> _REQUIRED WORK_: Format every line of the items below as a numbered list, omitting blank lines.

(Bounding box data excerpts)

┄┄┄┄┄┄┄┄┄┄┄┄┄┄┄┄┄┄┄┄

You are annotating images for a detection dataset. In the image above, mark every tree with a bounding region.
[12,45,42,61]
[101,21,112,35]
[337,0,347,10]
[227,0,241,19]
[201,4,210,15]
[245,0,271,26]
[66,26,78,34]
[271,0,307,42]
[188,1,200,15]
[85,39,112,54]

┄┄┄┄┄┄┄┄┄┄┄┄┄┄┄┄┄┄┄┄

> _CORRECT OUTPUT_:
1. You are annotating images for a detection dataset. In the image above, mark every tree with a bounding region.
2. [12,45,42,61]
3. [101,21,112,35]
4. [337,0,347,10]
5. [227,0,241,19]
6. [201,4,210,15]
7. [245,0,271,26]
8. [66,26,78,34]
9. [271,0,307,42]
10. [188,1,200,15]
11. [85,39,112,54]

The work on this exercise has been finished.